# What to work on
[1] Answer these questions from the passage about Isadora and Paris Singer.
(a) When does the passage say Gray is most eloquent?
(b) What does Singer remove while standing in the audience?
(c) According to Isadora, what sight made her realize she and Singer would make a child together?
[2] Write the next part of the passage about Isadora and Paris Singer, continuing after its final sentence.
Passage below:
Gray displays a wide range of versatility in her dance literacy—often in surprising, pleasurable ways — but she is most eloquent when describing Isadora’s connections to other people, particularly the complexities of her romance of Paris Singer. In one insightful moment, while Isadora is performing on stage, Singer—soon to be father of Patrick—is standing in the audience, and Isadora watches as he unobtrusively slips out of his shoes to stand barefoot: “He didn’t make a fuss about it, holding toe to heel to remove one and then the other while remaining upright. It seemed as if he didn’t want to disrupt the performance, moving slowly and watching me all the while, and I was the only one who saw him do it. He stood beside his fine dress shoes. It was the sight of him in his trouser socks that made me realize we would make a child together. He would continue to surprise me though never quite so sweetly.”
End of Passage.
Data supplied below:
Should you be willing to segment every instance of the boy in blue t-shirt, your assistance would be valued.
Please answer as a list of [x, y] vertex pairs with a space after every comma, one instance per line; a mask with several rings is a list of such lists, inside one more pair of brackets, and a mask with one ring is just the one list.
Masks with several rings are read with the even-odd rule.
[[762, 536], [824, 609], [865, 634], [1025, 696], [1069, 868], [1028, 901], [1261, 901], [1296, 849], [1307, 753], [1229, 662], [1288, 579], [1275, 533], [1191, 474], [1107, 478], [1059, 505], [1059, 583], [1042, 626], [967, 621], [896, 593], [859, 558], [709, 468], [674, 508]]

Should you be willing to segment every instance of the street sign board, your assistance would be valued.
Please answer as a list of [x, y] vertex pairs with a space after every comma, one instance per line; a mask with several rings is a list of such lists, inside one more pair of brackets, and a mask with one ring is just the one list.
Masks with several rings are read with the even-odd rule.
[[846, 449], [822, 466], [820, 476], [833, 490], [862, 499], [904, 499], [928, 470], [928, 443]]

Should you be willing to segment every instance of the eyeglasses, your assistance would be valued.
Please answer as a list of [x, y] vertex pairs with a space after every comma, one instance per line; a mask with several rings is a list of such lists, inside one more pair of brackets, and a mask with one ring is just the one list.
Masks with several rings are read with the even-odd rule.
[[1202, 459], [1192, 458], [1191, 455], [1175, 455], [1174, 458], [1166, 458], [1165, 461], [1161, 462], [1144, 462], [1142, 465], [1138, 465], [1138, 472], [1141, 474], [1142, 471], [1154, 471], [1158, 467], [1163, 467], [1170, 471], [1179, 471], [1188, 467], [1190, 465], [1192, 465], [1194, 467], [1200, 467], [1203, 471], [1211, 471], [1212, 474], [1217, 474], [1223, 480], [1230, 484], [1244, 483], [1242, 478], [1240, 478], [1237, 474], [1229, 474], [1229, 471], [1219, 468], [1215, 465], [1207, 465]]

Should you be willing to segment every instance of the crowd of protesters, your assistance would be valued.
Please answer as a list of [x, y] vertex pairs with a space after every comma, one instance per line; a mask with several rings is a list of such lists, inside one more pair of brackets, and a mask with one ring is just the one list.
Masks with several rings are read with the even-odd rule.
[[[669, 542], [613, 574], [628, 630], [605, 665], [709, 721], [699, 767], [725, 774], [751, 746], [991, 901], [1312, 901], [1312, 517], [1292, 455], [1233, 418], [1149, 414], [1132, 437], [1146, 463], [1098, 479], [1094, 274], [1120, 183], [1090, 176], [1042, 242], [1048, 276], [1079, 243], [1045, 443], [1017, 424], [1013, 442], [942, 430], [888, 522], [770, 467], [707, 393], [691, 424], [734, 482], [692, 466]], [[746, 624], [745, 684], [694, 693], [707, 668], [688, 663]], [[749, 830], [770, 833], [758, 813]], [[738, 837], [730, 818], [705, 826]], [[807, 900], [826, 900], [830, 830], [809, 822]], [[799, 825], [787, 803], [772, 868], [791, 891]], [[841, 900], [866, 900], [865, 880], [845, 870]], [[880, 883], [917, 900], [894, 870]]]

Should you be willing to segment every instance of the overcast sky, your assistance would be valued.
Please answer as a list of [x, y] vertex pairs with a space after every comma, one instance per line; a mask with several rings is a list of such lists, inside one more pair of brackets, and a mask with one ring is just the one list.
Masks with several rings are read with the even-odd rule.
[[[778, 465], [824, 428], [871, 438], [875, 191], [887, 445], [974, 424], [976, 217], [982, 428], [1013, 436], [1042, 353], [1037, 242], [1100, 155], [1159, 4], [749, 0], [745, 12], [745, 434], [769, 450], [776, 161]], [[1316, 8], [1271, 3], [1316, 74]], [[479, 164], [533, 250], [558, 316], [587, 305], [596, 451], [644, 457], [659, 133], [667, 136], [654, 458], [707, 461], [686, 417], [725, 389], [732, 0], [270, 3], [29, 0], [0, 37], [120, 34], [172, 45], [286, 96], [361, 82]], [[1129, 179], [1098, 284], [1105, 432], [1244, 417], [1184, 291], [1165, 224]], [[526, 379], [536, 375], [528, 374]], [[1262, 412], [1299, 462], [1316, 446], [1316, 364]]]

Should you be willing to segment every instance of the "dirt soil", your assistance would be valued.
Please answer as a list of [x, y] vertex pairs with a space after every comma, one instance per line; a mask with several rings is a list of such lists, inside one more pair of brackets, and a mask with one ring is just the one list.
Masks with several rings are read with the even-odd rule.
End of Data supplied.
# Answers to the exercise
[1]
(a) When describing Isadora's connections to other people, particularly the complexities of her romance with Paris Singer.
(b) His shoes, one and then the other.
(c) The sight of him in his trouser socks.

[2]
There are times, however, where Gray’s poetry disturbs Isadora’s. That passage “when in reality I had practiced every move in sequence for weeks,” is particularly troubling. Central to Duncan’s method of dance are its improvisational elements: in the performance of Duncan work, the performer is simultaneously inventing on the spot and delivering practiced sequences of movement, and that simultaneity contributes to the natural magic of her performance. That’s core to the art form. While some readers may consider this a splitting of hairs, since such details may be invisible to the general public, it screams “foul” for practitioners and scholars of dance.

Amelia Gray

Gray is otherwise strongly committed to honoring Duncan’s body and art as best she can. Isadora has its infelicities, yes, but it also has passages of great beauty, exhilarating savagery and humor. After a fight with Isadora’s sister-in-law Penelope, for instance, when Penelope leans in for a reconciliatory kiss of the cheek, Isadora instead turns her chin and bites down on the poor woman’s lip, clamping down like a pup on her bone, refusing to let go despite Penelope’s whimpers. When released, both archly resume normalcy as if nothing happened.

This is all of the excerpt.